#### QUESTIONS TO ANSWER
**1)** Update the advice text by writing it out from "- Shore up your" to "nice to yourself.", with "self-care routines" changed to "daily routines".
**2)** In the advice text, what is the minimum amount of time off the reader is told to take?
**3)** Continue the advice text from its final sentence.

I don’t know everything about your situation or how you time all of this – a lot depends on your finances and what you find out from your HR policy investigations – so I’m gonna operate with the assumption that you’d like the option of keeping your job at least for now and advise accordingly (even though every part of me is screaming “RUN AWAY!”):
- Take some time off as soon as you can. At least two weeks. More if medical leave/short-term disability can be arranged. Get your doctors to support this with whatever documentation they can. Your mental health and possibly your survival depends on it.
- Take that time with no access to work emails or availability by phone. I know this panics you (OMG, what will happen to all my clients/cases? IDK, your employer will have to figure it out!) but you need to be really away from there. If your bosses can’t think of anyone who could fill your shoes, a) that’s a telling detail and b) that’s not actually your problem if you are not in any kind of management role.
- Listen to your doctors. Get allllllllll the mental health support you can. And, with your mental health support pro of choice, work on resisting the narrative that this is all somehow your fault.
- Shore up your self-care routines around sleep, food, exercise, grooming, connecting (or re-connecting) with friends and family who love you. Be really nice to yourself.

#### ENTRIES PROVIDED

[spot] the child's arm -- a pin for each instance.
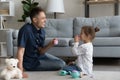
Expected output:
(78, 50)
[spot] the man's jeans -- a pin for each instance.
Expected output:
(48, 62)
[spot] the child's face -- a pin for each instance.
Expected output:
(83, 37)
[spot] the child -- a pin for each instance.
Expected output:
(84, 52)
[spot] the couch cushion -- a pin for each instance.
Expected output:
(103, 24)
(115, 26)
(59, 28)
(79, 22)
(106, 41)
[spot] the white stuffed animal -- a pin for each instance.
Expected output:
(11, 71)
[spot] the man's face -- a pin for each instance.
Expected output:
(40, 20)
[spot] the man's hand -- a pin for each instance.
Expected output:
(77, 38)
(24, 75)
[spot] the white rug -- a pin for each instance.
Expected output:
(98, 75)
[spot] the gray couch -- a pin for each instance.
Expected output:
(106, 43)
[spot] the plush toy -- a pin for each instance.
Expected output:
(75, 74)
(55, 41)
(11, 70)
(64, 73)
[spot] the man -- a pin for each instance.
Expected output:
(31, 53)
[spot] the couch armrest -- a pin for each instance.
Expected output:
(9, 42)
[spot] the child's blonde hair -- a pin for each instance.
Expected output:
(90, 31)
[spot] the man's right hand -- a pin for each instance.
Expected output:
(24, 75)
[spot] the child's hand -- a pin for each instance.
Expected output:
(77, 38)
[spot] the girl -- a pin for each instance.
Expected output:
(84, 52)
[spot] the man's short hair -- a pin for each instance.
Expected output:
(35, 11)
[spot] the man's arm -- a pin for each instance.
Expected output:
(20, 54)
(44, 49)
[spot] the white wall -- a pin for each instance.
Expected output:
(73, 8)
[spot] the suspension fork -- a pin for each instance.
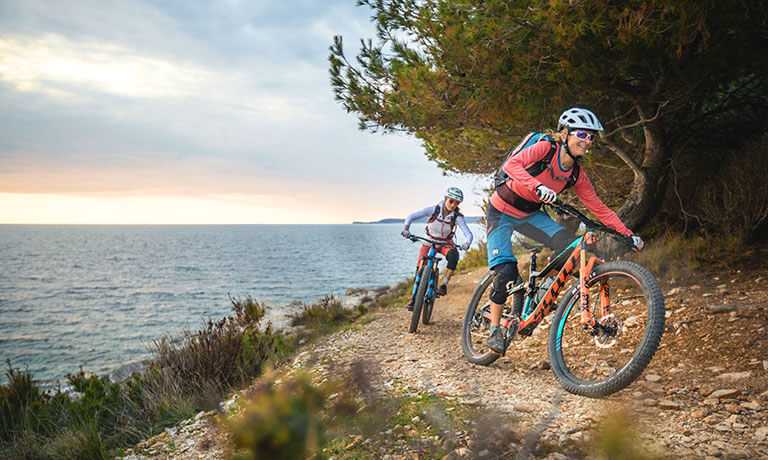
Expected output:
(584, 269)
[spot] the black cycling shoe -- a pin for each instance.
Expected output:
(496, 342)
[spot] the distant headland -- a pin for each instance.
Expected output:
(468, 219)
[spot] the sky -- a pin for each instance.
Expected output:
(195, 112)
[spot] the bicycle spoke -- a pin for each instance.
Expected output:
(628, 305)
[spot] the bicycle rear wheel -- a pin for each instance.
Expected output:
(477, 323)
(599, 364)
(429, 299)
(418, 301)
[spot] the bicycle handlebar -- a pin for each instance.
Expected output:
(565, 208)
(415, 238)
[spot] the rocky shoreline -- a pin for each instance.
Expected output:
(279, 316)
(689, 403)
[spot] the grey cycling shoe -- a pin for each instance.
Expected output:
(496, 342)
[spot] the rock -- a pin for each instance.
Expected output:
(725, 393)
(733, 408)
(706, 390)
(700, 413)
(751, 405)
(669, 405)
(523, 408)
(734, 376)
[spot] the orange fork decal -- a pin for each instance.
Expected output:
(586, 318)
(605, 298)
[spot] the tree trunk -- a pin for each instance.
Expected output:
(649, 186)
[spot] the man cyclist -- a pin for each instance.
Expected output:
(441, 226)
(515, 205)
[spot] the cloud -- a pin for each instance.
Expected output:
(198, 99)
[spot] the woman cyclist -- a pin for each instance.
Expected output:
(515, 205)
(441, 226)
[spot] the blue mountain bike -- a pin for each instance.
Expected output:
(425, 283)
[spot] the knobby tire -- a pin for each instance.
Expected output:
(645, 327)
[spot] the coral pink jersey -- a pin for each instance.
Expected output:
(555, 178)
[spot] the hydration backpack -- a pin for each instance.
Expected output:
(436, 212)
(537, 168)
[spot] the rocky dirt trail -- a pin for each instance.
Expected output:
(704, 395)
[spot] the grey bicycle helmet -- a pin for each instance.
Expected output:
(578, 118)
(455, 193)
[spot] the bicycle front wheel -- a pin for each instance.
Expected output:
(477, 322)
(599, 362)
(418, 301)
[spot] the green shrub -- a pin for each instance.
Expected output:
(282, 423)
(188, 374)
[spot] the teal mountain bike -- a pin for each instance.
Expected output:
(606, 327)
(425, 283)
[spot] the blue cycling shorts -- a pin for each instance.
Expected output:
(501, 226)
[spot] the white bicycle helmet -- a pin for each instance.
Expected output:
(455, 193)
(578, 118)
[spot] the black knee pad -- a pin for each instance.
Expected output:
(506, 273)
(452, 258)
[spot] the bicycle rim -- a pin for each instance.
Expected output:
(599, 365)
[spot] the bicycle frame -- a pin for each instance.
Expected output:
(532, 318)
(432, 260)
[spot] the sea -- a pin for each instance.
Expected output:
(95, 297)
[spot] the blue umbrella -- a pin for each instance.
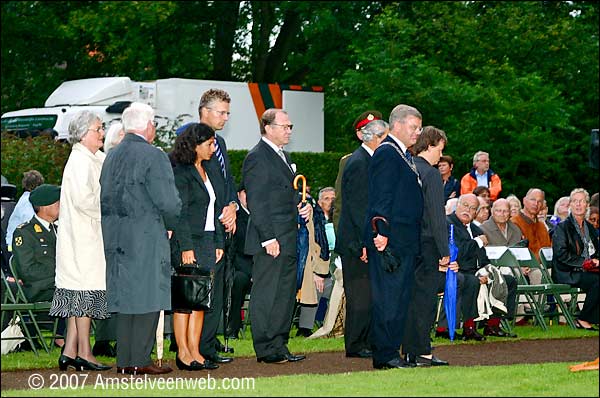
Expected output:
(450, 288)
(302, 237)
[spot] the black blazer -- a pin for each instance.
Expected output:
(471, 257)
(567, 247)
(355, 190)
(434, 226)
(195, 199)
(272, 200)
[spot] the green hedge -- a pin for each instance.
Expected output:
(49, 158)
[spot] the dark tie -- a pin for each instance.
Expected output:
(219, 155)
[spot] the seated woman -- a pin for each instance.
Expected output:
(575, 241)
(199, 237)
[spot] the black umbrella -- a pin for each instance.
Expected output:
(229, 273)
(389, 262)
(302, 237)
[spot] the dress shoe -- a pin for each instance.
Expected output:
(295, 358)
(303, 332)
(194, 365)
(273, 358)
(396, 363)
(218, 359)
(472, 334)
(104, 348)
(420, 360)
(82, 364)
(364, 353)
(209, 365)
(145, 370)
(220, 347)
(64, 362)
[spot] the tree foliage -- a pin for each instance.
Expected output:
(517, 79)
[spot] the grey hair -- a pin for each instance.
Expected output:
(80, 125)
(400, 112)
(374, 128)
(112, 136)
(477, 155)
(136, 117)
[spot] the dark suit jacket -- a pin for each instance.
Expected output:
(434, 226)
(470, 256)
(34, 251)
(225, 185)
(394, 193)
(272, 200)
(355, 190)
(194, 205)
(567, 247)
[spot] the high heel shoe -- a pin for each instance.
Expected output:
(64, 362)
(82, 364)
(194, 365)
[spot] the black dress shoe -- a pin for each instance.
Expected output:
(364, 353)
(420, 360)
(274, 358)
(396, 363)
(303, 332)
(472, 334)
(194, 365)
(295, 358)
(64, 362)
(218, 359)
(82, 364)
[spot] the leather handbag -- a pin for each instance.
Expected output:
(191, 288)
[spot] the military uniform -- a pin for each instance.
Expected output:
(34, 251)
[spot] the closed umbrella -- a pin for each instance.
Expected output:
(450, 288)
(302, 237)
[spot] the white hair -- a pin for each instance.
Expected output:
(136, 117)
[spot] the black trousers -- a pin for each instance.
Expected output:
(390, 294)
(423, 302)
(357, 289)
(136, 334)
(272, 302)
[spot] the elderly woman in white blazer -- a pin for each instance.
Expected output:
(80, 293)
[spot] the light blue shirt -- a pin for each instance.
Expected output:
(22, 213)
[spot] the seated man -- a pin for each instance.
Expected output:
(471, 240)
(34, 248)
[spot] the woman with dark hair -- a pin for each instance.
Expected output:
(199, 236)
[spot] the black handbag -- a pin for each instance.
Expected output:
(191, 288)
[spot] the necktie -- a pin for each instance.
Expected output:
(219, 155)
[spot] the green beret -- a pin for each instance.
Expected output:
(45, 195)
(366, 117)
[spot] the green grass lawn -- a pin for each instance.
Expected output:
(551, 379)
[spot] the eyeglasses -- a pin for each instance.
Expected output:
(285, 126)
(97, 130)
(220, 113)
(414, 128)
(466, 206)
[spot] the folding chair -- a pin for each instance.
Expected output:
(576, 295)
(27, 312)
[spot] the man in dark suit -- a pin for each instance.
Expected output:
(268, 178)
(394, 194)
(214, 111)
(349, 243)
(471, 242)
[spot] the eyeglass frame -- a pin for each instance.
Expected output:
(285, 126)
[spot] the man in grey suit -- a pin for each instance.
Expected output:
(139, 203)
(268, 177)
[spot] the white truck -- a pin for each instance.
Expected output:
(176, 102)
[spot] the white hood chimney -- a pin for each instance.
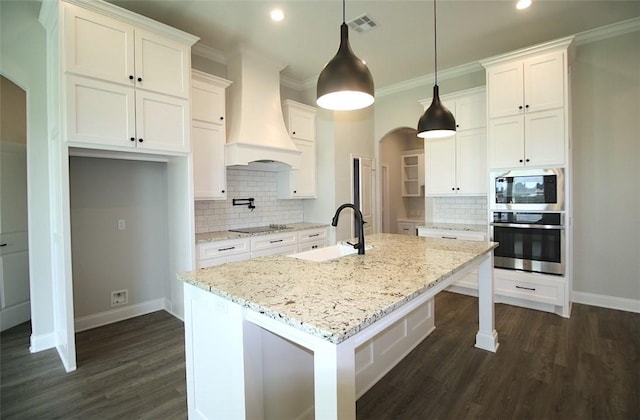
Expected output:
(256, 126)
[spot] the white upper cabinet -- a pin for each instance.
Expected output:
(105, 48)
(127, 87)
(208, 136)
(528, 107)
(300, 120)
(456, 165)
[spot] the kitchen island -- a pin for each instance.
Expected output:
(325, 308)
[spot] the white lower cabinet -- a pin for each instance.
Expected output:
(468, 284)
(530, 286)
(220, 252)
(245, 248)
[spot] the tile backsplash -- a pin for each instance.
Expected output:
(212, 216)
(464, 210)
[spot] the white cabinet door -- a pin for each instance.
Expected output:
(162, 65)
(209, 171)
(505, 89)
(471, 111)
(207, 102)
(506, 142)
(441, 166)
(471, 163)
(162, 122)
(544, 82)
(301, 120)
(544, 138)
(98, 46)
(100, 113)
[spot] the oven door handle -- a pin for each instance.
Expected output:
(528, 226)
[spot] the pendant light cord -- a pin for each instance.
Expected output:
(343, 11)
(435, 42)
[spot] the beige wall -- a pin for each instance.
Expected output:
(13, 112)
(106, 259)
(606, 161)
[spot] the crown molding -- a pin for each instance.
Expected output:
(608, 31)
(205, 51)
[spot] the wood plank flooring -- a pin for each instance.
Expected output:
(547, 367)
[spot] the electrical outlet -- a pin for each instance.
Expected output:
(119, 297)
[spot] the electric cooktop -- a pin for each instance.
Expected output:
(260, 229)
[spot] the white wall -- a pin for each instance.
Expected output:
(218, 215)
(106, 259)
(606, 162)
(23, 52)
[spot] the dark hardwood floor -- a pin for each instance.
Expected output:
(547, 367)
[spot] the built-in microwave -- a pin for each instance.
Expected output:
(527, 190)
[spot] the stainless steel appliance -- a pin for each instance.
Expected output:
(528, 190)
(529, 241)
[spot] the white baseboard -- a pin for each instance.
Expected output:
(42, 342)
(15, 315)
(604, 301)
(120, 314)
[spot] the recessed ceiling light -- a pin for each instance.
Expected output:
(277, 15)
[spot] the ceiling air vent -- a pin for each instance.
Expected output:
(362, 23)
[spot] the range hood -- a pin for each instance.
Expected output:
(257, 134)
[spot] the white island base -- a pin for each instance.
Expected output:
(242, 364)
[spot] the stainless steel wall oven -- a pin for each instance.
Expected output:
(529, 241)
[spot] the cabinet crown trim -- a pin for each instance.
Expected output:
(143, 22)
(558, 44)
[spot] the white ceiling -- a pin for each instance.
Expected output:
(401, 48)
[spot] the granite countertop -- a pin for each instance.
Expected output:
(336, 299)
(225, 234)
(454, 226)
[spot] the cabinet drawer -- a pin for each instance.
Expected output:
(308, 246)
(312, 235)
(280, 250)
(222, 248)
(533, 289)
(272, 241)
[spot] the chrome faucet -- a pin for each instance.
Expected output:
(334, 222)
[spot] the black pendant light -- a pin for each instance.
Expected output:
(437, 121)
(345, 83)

#### ANSWER LIST
**1)**
- Shore up your daily routines around sleep, food, exercise, grooming, connecting (or re-connecting) with friends and family who love you. Be really nice to yourself.

**2)** At least two weeks.

**3)**
- Figure out how much money your cases bring into the firm annually. I bet it’s A LOT. Your bosses speak numbers, so make sure you learn that language and can use it confidently to describe your own value.
- When you go back to work/before you take your break, slow down your pace of working. Double-check your work. If in the past you’ve prided yourself on being self-sufficient, stop that – lean hard on any available clerical or paralegal support. Make a realistic, sustainable workload for yourself and push back any deadlines you possibly can.
- Work will pile up, yes? So talk to your bosses about the workload without necessarily referencing any of your medical issues. Talk about numbers. “My area of law brings in $$$ annually to the firm, and 2017 will be no different. The truth is that if you see this practice area growing in the future, it’s time to think seriously about adding more staff.” If they give you the “Well, if you can’t handle it…” talk or the “At another firm, someone would be glad to handle this all by themselves…” show again, smile and say, “Well, I’m glad I am at this firm and not those firms! I want to make sure our clients are getting the service we’re famous for, and part of that is knowing when to respect my own limits and when I need another set of hands on board to make this work. I took on Jacob’s workload as a short-term solution more than a year ago, and it’s just not sustainable, especially with Y billable hours and Z number of cases.” You negotiate for your clients all the time. Time to negotiate for yourself.
- The above suggestion is more about you leaving on your own terms & your own schedule than it is about fixing this job to suit you long-term. Hence, I know this is probably the last thing you want to do, but it’s time to dust off your resume and work your contact list and see what else is out there.
- Pour as much money as you can into savings and take a look at your budget. You need your eff off fund in case you decide you gotta leave, like, now.
- Maybe you gotta leave, like, now. You are not allowed to hurt yourself over this job or your crap collection of sexist & ableist bosses, okay?
All the love and support and good wishes to you.